— Material provided —
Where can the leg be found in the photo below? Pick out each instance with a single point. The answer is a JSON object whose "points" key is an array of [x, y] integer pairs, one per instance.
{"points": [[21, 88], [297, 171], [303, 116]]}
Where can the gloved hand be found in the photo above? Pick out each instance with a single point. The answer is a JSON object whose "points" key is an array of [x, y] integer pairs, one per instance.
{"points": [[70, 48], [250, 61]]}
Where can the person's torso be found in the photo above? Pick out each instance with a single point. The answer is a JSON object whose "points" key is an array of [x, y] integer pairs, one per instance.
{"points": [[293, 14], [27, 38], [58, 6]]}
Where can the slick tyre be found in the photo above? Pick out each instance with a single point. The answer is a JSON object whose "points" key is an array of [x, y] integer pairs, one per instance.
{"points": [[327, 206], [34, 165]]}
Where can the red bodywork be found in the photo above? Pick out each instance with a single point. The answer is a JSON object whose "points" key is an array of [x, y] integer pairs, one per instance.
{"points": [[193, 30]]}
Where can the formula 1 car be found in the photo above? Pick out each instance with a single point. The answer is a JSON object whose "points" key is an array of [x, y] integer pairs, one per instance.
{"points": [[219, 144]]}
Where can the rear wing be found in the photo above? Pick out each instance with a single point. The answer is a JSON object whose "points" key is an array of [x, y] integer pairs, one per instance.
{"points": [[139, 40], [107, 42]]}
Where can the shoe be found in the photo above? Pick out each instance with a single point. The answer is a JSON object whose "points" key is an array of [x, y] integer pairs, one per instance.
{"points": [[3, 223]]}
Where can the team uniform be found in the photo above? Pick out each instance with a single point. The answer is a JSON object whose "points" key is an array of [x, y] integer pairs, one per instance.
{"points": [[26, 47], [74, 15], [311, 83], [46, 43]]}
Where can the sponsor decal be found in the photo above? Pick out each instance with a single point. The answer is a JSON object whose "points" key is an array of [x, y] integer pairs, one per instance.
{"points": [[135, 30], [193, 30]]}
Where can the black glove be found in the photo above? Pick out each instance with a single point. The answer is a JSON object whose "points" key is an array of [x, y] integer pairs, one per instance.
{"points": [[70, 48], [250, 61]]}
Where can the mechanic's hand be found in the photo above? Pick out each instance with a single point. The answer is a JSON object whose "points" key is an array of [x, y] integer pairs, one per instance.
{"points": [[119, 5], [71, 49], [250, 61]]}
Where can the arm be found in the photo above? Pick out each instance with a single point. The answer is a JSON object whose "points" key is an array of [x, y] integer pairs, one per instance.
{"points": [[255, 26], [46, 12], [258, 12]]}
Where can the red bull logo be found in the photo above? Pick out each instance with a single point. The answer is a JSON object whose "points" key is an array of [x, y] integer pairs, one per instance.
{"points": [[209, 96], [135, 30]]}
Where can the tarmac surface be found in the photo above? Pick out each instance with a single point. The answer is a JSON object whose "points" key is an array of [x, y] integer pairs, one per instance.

— Work to complete —
Copy all the lines, exactly.

— The result —
Where can the leg be found in the photo below? Pick out each instance with a single point. The answer is a JSON object whose "points" key is an array of [x, y] integer pairs, one per instance.
{"points": [[21, 88], [297, 171], [303, 116]]}
Where can the gloved hand be found in the photo above? Pick out each instance with a single point. The answer is a JSON object whose "points" key is an array of [x, y] integer pairs, one per instance.
{"points": [[70, 48], [250, 61]]}
Where can the person's torso be found in the photo above? Pick out each instance with a single point. The answer is a JSON object whose "points" key is an array of [x, y] integer pairs, one per instance.
{"points": [[293, 14], [27, 38], [58, 6]]}
Where can the slick tyre be found in the photo above? Pick out each instance with a single point. The answer is a JSON object whose "points" key is an array of [x, y] integer pairs, one per instance.
{"points": [[327, 206], [34, 165]]}
Where can the red bodywork be found in the photo above? Pick out each instance with a single point. The answer is a JSON object whose "points" key is an array of [x, y] integer pairs, one per instance.
{"points": [[193, 30]]}
Where can the formula 1 car be found in the photo above? Pick out each instance with a single point. The answer is a JSON object whose "points" key is an array of [x, y] integer pairs, one per instance.
{"points": [[219, 144]]}
Where can the rear wing be found in the photo above? Pick out each instance with a single point. The answer is a JSON object whose "points" key is an array of [x, y] integer pairs, one per instance.
{"points": [[139, 40], [107, 42]]}
Where can the shoe be found in the photo above? Pick out each instance with a single point. The answer is a JSON object whose "points" key is an array of [x, y] integer pairs, one per instance.
{"points": [[3, 223]]}
Where can the team uniform be found in the photo above? Pick out each instance with a single point. The answer is a JSON object whose "points" key is an array of [x, y] integer pairs, one per instance.
{"points": [[26, 47], [74, 15], [311, 83], [46, 43]]}
Where can the sponsor decal be found in the photo above? Pick out each instance with a single point. The answer is a JSON object whose "points" key is an array of [x, y] integer pairs, one per instance.
{"points": [[135, 30], [193, 30]]}
Where can the black glove be found in the photo above? Pick out each instance with a single point. The answer is a JSON object whose "points" key is an array of [x, y] integer pairs, one per instance.
{"points": [[70, 48], [250, 61]]}
Where can the mechanic's hand be found in the photo above? Pick out each instance with a single point. The answer is a JSON object whose "points" key is an array of [x, y] integer pairs, one per instance.
{"points": [[119, 5], [71, 49], [250, 61]]}
Where can the arm be found in the photo above? Pick out each instance with a single point. The answer is a JSON object whose "points" key is an array of [x, y] integer pairs, one per instance.
{"points": [[255, 26], [46, 12], [258, 12]]}
Where can the red bull logo be found in the photo above? Pick out each instance with a single point. The answer is a JSON object whose "points" key is an array of [x, y] integer pairs, one per instance.
{"points": [[209, 96], [135, 30]]}
Where can the tarmac surface be found in the photo above? Pick out each instance with a single point. The answer is a JSON object whose "points" key is an array of [x, y] integer pairs, one per instance.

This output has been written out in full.